== PROBLEM TO SOLVE ==
Convert the lines of the items, from the line containing "Return one point per instance of the bird's breast" through the final line of the items, both included, into a numbered list, omitting any blank lines.

== PROVIDED MATERIAL ==
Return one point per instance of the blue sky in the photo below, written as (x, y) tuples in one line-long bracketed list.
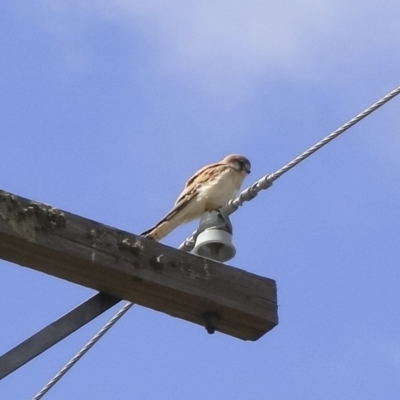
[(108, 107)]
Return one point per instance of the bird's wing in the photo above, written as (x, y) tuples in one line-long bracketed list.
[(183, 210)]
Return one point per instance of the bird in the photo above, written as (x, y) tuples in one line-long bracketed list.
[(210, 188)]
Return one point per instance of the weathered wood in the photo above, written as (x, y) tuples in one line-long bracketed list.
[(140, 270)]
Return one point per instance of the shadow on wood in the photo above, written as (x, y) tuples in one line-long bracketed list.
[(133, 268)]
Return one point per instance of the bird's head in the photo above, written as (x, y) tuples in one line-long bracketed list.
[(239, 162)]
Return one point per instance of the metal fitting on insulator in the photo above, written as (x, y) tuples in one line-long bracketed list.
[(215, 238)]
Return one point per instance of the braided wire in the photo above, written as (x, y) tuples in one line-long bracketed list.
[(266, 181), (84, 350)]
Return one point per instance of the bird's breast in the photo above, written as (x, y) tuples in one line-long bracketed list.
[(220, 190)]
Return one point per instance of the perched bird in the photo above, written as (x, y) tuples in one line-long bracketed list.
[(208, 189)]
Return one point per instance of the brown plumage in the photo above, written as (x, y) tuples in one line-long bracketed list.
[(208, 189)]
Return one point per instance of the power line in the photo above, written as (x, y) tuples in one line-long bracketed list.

== WRITTEN RESPONSE ==
1. Return one point per instance of the bird's breast in the photo above, written as (x, y) tuples in one line-long bracketed list.
2. [(220, 190)]
3. Return one point per instance of the perched bird in the photo above, written as (x, y) tuples in one line-long bracketed list.
4. [(208, 189)]
5. Return one point per instance of the brown plumage in the photo above, written as (x, y) tuples in one line-long bracketed list.
6. [(208, 189)]
7. Return one point per instance of the power line in the photo above, written as (x, y) tuples in one line-long bracketed list.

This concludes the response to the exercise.